* Short exercise *
In the material below, change "black hair" to "dark hair" and give back the lines starting at the one with "occurrence of woman's" and ending at the one with "(324, 180), (337, 196)". Leave everything else in those lines unchanged.

* Extracted data *
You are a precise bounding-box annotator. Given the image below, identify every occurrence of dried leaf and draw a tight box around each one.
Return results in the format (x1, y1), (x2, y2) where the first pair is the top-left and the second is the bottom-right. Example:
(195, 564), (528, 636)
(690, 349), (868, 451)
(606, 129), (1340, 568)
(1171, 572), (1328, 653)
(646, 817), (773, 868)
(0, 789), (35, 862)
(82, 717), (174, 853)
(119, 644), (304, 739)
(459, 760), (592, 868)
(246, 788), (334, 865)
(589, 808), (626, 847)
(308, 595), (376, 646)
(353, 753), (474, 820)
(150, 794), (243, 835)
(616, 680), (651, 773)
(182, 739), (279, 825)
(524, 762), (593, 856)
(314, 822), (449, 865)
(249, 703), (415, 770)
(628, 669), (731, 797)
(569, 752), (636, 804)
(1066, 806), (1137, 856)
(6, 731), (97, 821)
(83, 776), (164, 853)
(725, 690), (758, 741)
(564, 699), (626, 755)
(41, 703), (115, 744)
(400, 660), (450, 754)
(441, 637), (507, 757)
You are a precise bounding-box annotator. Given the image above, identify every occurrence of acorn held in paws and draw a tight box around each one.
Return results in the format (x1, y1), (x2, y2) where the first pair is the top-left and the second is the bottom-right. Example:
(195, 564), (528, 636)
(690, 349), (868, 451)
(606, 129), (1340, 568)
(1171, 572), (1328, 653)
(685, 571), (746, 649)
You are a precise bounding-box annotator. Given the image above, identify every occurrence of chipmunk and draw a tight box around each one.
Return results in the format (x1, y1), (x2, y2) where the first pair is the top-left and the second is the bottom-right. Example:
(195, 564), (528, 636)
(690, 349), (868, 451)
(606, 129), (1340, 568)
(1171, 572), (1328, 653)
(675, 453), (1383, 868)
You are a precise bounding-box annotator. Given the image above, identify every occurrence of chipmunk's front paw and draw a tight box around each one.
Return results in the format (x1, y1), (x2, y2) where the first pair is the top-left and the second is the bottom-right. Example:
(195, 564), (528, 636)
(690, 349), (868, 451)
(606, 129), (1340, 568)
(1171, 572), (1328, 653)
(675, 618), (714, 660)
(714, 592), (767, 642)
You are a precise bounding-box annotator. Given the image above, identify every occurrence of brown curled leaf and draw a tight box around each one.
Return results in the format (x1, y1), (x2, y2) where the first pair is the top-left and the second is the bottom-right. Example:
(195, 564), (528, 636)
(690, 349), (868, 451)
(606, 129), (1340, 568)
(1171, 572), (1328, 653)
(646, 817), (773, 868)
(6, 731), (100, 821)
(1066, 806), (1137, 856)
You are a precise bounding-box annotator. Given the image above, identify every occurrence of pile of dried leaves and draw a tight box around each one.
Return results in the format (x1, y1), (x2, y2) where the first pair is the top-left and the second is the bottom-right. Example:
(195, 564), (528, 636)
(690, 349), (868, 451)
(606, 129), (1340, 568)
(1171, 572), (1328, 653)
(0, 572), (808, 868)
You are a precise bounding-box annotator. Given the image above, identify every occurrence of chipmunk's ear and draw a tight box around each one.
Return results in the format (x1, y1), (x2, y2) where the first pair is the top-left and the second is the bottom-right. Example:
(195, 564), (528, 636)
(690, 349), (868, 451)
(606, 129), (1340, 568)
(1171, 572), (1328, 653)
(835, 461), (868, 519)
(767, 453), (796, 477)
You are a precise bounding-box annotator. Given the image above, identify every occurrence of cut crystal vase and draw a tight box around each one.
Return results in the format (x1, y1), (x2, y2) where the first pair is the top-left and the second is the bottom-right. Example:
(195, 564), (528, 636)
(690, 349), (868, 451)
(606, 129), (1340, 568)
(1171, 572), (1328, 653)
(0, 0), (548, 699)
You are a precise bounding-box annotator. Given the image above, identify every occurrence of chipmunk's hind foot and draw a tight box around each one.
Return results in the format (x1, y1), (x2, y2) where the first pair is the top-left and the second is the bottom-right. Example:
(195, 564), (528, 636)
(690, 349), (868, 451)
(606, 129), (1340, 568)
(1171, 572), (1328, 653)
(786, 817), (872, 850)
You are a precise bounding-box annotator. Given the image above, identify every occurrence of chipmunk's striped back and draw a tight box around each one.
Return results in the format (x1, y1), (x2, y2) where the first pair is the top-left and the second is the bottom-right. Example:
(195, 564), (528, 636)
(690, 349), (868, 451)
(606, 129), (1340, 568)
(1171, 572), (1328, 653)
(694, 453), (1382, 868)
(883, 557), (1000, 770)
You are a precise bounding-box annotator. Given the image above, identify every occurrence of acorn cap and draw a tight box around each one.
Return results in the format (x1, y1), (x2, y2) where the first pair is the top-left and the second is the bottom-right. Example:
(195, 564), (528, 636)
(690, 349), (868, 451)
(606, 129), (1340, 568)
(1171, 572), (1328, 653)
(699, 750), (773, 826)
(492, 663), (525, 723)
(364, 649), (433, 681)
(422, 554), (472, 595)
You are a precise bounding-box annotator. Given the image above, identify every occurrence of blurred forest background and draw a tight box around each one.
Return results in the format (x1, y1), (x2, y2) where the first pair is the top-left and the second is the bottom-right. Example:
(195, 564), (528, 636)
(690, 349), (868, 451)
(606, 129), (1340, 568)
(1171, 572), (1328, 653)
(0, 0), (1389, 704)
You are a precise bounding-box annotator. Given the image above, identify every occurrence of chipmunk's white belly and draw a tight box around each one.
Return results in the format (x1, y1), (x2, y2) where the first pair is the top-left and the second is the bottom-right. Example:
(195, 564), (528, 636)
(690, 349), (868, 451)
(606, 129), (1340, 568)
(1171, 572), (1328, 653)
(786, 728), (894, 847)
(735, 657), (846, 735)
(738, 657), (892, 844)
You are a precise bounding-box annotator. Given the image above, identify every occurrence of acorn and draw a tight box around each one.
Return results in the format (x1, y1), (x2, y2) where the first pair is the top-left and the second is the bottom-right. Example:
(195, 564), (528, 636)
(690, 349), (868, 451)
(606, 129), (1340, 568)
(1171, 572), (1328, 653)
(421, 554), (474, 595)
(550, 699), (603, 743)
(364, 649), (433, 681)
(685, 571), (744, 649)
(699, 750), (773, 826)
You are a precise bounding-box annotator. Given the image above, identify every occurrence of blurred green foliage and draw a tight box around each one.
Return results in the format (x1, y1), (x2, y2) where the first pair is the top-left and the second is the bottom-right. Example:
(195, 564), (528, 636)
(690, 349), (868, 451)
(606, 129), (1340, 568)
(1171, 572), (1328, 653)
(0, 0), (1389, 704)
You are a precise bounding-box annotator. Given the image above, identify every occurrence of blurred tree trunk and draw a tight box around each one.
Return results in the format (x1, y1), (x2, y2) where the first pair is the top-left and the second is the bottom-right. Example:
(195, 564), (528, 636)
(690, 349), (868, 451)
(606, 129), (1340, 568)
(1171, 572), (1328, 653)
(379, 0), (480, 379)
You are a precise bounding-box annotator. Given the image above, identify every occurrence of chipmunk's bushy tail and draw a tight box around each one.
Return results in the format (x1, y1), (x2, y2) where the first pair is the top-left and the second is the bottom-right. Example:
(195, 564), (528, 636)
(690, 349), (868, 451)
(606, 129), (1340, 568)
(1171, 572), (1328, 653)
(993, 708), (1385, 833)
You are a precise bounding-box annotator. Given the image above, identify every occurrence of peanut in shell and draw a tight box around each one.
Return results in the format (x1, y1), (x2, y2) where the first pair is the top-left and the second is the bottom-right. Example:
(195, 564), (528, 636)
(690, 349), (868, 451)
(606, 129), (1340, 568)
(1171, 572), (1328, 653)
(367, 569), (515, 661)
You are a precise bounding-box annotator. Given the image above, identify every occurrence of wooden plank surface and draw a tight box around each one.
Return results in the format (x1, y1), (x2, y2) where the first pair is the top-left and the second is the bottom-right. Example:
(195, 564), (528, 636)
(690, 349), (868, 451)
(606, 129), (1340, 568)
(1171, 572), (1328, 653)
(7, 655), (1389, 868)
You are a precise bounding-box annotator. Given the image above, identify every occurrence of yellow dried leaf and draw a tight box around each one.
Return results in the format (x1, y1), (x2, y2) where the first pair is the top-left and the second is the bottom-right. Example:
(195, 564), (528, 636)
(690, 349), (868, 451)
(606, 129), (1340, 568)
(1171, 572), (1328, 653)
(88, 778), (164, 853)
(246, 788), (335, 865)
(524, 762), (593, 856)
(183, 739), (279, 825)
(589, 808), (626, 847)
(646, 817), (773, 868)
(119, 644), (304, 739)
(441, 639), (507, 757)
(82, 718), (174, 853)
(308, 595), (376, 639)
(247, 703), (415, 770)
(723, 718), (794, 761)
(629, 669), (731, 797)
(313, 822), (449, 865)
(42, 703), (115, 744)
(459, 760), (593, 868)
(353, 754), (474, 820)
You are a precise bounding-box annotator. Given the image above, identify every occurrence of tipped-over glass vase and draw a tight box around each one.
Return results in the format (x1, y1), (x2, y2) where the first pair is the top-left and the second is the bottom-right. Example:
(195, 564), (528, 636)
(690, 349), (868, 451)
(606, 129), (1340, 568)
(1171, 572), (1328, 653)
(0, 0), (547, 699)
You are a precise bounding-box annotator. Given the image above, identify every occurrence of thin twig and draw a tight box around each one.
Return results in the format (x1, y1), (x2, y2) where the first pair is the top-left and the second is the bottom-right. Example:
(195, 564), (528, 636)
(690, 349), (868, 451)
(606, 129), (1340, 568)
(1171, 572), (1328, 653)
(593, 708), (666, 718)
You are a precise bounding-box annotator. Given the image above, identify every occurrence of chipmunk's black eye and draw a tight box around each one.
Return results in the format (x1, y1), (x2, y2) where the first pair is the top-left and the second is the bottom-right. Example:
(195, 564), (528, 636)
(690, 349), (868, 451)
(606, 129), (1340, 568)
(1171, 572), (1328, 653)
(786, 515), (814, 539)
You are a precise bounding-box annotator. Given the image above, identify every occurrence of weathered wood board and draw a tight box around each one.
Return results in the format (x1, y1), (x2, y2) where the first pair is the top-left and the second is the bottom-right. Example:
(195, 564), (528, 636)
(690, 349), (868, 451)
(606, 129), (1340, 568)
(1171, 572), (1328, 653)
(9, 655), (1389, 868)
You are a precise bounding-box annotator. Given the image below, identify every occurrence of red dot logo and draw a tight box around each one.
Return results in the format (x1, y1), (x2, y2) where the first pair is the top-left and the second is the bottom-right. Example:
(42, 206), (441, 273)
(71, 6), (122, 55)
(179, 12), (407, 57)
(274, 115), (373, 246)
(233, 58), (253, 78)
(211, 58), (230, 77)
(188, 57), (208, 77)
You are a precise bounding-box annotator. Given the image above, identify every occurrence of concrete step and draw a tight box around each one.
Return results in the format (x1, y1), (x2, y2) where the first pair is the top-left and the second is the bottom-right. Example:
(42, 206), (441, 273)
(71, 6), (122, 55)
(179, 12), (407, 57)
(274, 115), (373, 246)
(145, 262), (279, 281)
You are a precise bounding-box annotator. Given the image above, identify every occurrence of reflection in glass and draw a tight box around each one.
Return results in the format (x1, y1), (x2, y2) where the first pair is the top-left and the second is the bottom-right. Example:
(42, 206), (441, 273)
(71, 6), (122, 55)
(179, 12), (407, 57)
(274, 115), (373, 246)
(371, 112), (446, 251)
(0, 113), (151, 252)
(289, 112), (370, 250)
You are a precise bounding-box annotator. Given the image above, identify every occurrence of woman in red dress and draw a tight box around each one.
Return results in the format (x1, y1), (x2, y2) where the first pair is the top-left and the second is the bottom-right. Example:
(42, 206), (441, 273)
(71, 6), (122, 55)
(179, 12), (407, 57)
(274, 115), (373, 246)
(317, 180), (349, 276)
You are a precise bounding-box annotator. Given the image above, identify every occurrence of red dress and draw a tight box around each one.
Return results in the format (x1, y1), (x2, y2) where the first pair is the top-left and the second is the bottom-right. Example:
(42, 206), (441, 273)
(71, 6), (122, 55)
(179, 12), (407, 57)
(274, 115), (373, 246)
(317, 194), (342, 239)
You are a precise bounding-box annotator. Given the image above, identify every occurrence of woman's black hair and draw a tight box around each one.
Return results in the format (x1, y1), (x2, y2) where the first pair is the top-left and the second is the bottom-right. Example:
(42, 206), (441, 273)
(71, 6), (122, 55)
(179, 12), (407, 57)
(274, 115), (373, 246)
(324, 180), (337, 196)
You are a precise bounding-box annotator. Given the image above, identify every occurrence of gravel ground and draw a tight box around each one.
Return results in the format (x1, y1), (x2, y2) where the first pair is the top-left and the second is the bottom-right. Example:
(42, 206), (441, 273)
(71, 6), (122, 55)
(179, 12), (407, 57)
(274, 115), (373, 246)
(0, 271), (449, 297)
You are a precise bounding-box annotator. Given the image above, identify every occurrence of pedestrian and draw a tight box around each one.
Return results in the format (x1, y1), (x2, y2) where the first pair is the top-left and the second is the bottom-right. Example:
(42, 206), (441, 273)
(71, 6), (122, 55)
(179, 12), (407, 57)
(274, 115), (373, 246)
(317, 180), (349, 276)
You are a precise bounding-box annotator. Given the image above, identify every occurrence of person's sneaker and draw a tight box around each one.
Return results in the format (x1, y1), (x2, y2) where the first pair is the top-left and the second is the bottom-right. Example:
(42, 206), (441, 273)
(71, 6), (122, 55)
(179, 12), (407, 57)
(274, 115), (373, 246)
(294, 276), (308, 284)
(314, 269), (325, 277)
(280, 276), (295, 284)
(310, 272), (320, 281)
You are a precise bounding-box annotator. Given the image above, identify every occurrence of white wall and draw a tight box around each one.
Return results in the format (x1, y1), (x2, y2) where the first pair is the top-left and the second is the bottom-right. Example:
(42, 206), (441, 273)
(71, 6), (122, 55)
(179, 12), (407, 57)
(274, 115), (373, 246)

* Result of this exercise *
You are a precise bounding-box annotator. Given the image above, identify every occurrence of woman's dark hair and draw a tight box around each one.
Return results in the format (x1, y1), (x2, y2) where the first pair is the top-left and the second is the bottom-right. Example:
(42, 206), (441, 273)
(71, 6), (122, 55)
(179, 12), (407, 57)
(274, 115), (373, 246)
(324, 180), (337, 196)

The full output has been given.